### Tâche demandée A
Restituez tout le passage de l'extrait sur l'exposition de La Borne allant de « Elsa Sahal, invitée » jusqu'à « avec Dalloun . », sans rien modifier.
### Tâche demandée B
Dans l'extrait sur l'exposition de La Borne, relevez toutes les couleurs citées pour les « jambes » des deux guéridons.
### Tâche demandée C
Reprenez l'extrait sur l'exposition de La Borne et prolongez-le à la suite de sa dernière phrase.

### Extrait source
--------------------------------

Très sensuelles, longuement polies comme des galets, les créations rondes de Dominique Legros offrent un surface très lisse, où viennent s’incruster rainures et craquelures. Il y a quelque chose de mystique et mystérieux dans ces “Perles” dont on ne sait plus si elles de terre cuite ou de pierre.
Elsa Sahal, invitée en résidence à La Borne
La visite de l’exposition de la Borne s’achève avec les œuvres hautes en couleurs de l’artiste Elsa Sahal dans le cadre de sa collaboration avec Dalloun .

Je suis séduite par le dynamisme et l’humour de ses deux guéridons aux couleurs pop , dont les “jambes”, dégoulinantes de rose, jaune, vert et blanc, semblent emportées dans une danse effrénée . Dans le même esprit de teintes vives et de formes organiques, une console murale se compose de deux parties, dont les excroissances tentaculaires se nouent entre elles. En contraste, les bols noirs minimalistes et forts de Dalloun viennent se poser sobrement sur ces éléments de mobilier exubérants.

--------------------------------

### Éléments
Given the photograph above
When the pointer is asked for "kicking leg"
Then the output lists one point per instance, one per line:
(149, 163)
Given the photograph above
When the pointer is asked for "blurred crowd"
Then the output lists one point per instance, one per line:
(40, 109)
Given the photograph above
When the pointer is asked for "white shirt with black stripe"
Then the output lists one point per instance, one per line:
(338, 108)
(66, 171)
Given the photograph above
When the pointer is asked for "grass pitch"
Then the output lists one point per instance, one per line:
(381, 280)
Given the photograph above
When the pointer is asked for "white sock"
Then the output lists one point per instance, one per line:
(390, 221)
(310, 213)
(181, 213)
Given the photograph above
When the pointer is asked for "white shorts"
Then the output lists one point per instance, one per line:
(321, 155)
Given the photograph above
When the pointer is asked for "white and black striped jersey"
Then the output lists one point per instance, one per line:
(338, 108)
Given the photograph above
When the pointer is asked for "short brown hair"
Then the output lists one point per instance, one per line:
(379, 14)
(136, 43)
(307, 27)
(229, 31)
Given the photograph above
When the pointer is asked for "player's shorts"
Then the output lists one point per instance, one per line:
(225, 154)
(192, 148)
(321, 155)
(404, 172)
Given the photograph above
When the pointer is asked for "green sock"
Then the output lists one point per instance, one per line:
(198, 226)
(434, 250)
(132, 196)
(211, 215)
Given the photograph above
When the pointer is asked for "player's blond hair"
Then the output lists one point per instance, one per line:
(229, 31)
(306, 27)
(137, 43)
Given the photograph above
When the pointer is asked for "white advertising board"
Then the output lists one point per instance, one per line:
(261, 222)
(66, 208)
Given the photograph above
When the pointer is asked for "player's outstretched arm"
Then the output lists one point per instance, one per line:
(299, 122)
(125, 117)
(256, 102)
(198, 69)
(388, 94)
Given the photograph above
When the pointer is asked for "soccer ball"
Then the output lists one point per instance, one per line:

--------------------------------

### Résultat attendu A
Elsa Sahal, invitée en résidence à La Borne
La visite de l’exposition de la Borne s’achève avec les œuvres hautes en couleurs de l’artiste Elsa Sahal dans le cadre de sa collaboration avec Dalloun .

### Résultat attendu B
rose, jaune, vert, blanc

### Résultat attendu C
“La terre est le matériau récurrent de mes réalisations dans le champ de la sculpture et de l’installation. J’interroge ce matériau traditionnel et j’y insuffle une énergie et des préoccupations contemporaines. Tout mon parcours en tant qu’artiste a toujours tendu à mettre en valeur la contemporanéité de la céramique pour la placer au cœur de l’art d’aujourd’hui. C’est un matériau sensible, lié à la sensualité, au toucher.” Elsa Sahal

Le travail d’Elsa Sahal (née en 1975), propose un regard provocateur sur la représentation de la femme , la sexualité, le désir. Elle sculpte la terre en formes organiques , sensuelles parfois outrancières, mais toujours imprégnées de sensibilité et d’humour.
Une journée riche de belles découvertes et de rencontres dans ce hameau devenu un haut lieu de la création céramique contemporaine. A voir absolument.
Caroline d’Esneval
Programme Centre céramique Contemporaine de La Borne:
Exposition actuelle jusqu’au 3 Mai 2022.
Nouvel accrochage dès le 7 Mai avec Yoshimi Futamura, artiste plasticienne Japonaise et Florence Pauliac , artiste céramiste Française résidant en Provence.


Un commentaire
Florence Calvet
Merci Caroline pour cette passionnante découverte, je n’imaginais pas la vitalité de la création contemporaine dans ce village si historique pour les amateurs de poterie !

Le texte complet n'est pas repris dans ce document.